** Material shown follows **

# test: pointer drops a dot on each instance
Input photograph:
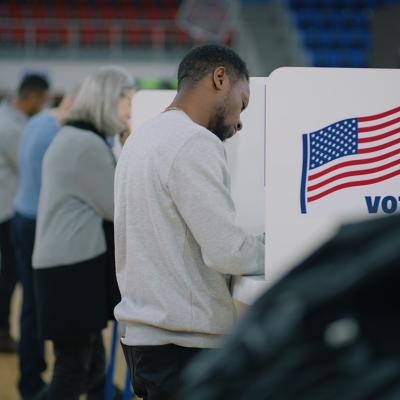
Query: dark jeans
(8, 273)
(31, 347)
(155, 370)
(79, 368)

** End of Material shown **

(Task description): The reply should contain all of the data above, word for word, with no pictures.

(Your solution):
# test: pointer drops a dot on each instance
Input photograph:
Query: dark jeans
(8, 273)
(31, 347)
(155, 370)
(79, 368)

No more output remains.